** START OF Dataset **
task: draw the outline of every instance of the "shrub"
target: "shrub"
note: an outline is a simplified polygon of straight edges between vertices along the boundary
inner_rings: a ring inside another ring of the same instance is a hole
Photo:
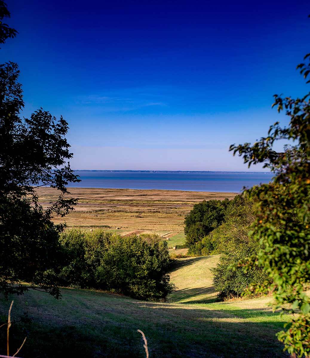
[[[171,260],[167,243],[156,238],[147,242],[100,230],[66,231],[61,238],[67,258],[63,283],[139,299],[164,299],[173,289],[168,275]]]
[[[219,262],[211,269],[213,284],[221,299],[241,296],[253,282],[262,283],[268,277],[261,267],[253,267],[245,273],[243,266],[237,265],[240,260],[257,253],[260,246],[259,242],[249,239],[247,242],[230,241],[226,245]],[[233,268],[234,265],[236,267]]]

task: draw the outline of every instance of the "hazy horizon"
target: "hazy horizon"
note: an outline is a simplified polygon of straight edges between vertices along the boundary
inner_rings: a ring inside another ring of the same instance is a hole
[[[310,24],[300,0],[8,6],[19,34],[1,50],[20,68],[22,115],[63,115],[72,167],[261,171],[229,146],[287,124],[275,93],[307,90],[296,71]]]

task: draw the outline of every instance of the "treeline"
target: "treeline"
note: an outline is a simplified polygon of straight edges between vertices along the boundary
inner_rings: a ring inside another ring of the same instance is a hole
[[[267,275],[256,267],[246,273],[239,263],[257,255],[261,245],[249,234],[255,217],[255,201],[237,195],[232,200],[209,200],[195,204],[185,219],[189,253],[193,256],[220,254],[213,270],[213,283],[221,298],[240,295],[253,282],[262,284]]]
[[[62,286],[153,300],[165,298],[173,290],[167,243],[156,235],[121,237],[102,230],[72,229],[61,234],[60,243]]]

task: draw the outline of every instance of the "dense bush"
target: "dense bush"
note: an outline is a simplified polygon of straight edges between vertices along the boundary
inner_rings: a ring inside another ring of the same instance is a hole
[[[246,273],[243,266],[238,265],[240,260],[257,254],[260,246],[259,242],[249,239],[247,242],[231,240],[226,245],[219,262],[211,270],[213,284],[221,299],[240,296],[253,283],[262,283],[268,277],[261,267],[253,267]],[[234,266],[235,267],[233,268]]]
[[[121,237],[101,230],[62,234],[65,286],[108,290],[139,299],[164,299],[173,289],[167,243],[155,237]]]
[[[228,199],[204,200],[194,205],[184,221],[185,243],[190,252],[197,253],[197,243],[223,222],[229,202]]]
[[[210,203],[201,203],[202,205],[197,205],[188,218],[191,218],[191,227],[195,227],[201,224],[201,222],[195,222],[195,218],[200,220],[203,212],[205,222],[213,222],[214,228],[204,237],[196,236],[196,242],[190,246],[189,252],[197,255],[220,254],[219,262],[213,270],[214,286],[219,296],[223,299],[240,296],[252,283],[262,283],[267,277],[261,268],[253,267],[245,273],[242,267],[237,266],[240,260],[257,255],[261,248],[259,240],[248,235],[255,220],[253,212],[255,200],[240,195],[232,200],[224,200],[222,205],[217,203],[214,205],[216,200],[210,201]],[[206,207],[208,209],[204,210]],[[217,221],[215,219],[216,215],[219,215]],[[233,270],[233,266],[237,268]]]

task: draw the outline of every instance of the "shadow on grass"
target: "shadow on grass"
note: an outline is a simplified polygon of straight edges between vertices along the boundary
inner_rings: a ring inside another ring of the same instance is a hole
[[[198,261],[201,261],[202,260],[205,260],[211,257],[212,257],[211,256],[202,256],[198,257],[190,257],[185,259],[179,259],[176,260],[172,264],[171,272],[173,272],[181,267],[189,266]]]
[[[197,288],[186,288],[178,290],[173,292],[170,296],[171,301],[177,303],[180,301],[186,300],[182,302],[184,304],[190,304],[195,303],[210,303],[214,302],[216,300],[215,294],[216,291],[214,287],[200,287]],[[213,297],[202,297],[200,298],[199,296],[205,296],[214,294]]]
[[[223,309],[210,310],[86,290],[63,292],[59,301],[41,292],[14,297],[15,321],[26,301],[32,321],[13,323],[12,350],[27,335],[20,355],[24,358],[142,358],[145,353],[139,328],[147,336],[151,358],[288,356],[275,337],[285,320],[267,309],[231,310],[223,305]],[[1,314],[7,310],[8,302],[0,300]],[[258,320],[247,321],[250,319]],[[5,339],[5,330],[0,331],[0,344]],[[4,345],[0,345],[0,354]]]

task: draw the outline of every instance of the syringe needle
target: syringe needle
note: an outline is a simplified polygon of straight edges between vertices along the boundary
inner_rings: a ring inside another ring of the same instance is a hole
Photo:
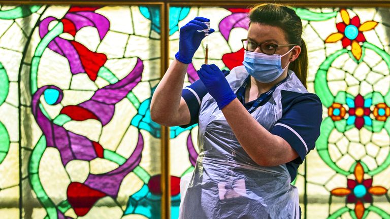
** END OF Dataset **
Required work :: Could you render the data as a JSON list of strings, one per line with blank lines omitted, starting with the line containing "task: draw the outline of every instance of the syringe" and going on through the end of the data? Leave the pictures out.

Response below ::
[
  "task: draw the outline of every instance of the syringe needle",
  "target: syringe needle",
  "note: an outline is a simplified polygon of straight edges between vertices along the boundary",
  "inner_rings: a ring inside another ring of the same instance is a hole",
  "Photo:"
]